(Data listing)
┏━━
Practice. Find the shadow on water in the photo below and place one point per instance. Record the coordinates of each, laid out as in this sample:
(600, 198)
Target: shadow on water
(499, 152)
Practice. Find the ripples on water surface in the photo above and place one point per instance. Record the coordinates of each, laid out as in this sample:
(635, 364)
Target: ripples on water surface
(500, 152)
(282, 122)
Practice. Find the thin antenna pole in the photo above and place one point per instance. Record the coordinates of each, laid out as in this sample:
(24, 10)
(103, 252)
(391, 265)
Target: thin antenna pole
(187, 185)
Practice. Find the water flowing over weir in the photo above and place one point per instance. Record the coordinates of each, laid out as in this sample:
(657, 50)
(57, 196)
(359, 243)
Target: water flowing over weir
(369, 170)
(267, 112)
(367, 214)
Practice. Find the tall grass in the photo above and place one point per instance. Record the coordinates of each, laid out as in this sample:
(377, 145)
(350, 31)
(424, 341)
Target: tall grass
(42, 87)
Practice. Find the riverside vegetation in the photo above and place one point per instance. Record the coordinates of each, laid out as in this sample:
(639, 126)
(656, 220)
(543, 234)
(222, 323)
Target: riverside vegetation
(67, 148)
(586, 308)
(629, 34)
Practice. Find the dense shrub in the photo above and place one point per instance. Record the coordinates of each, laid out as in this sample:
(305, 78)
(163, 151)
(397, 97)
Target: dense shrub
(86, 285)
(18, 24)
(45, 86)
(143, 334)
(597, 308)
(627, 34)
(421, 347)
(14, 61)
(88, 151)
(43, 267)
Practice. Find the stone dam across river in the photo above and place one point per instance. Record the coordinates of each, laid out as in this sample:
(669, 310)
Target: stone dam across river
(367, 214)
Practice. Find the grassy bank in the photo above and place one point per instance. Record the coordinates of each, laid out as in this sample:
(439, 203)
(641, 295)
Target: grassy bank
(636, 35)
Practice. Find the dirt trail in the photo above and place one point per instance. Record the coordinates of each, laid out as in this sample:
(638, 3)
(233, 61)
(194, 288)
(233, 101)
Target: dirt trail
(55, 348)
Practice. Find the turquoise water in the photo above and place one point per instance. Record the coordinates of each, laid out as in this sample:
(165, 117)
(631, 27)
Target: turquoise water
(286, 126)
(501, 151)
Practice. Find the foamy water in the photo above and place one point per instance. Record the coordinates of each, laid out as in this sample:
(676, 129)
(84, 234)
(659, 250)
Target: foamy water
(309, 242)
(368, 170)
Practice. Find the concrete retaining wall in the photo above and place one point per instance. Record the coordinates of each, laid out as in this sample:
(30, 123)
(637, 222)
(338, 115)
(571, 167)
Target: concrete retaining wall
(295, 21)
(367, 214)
┗━━
┏━━
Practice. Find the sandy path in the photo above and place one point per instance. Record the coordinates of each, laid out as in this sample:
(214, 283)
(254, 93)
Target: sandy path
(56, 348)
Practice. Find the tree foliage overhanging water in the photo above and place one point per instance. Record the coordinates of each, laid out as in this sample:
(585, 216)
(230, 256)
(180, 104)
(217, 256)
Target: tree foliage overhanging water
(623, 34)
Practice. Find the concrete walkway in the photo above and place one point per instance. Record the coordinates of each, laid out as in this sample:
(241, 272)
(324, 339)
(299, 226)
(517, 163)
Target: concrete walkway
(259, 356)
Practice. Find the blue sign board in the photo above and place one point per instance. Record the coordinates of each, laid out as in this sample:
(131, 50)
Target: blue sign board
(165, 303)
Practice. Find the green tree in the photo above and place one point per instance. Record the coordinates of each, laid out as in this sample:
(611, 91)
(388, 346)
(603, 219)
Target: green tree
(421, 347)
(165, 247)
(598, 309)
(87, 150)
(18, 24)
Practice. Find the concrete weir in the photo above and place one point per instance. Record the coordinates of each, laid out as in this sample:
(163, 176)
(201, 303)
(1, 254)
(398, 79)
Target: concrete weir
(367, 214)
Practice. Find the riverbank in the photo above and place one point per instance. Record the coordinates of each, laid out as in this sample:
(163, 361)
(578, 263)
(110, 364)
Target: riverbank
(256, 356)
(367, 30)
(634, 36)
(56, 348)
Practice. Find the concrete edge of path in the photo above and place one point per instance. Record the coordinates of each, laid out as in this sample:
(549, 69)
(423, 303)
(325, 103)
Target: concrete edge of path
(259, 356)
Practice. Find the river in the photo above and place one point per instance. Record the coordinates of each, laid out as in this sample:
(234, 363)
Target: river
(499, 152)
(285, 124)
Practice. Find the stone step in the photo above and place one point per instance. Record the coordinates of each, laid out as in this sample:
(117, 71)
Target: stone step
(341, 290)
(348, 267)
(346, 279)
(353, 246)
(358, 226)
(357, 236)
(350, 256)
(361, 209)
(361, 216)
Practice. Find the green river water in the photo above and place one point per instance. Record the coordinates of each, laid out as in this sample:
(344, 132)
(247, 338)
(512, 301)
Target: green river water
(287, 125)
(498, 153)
┗━━
### TASK STATEMENT
Please pick out each line in the records that contains the word "stone" and copy those lines.

### ANSWER TO THIS PROBLEM
Practice. Find the stone dam across river in the photo above and place one point per instance. Record the coordinates of each, laid out as in this sample:
Target: stone dam across river
Practice. Find the stone step in the photo above and place one point per instance. Record the coordinates of each, laid out as in this sample:
Target: stone step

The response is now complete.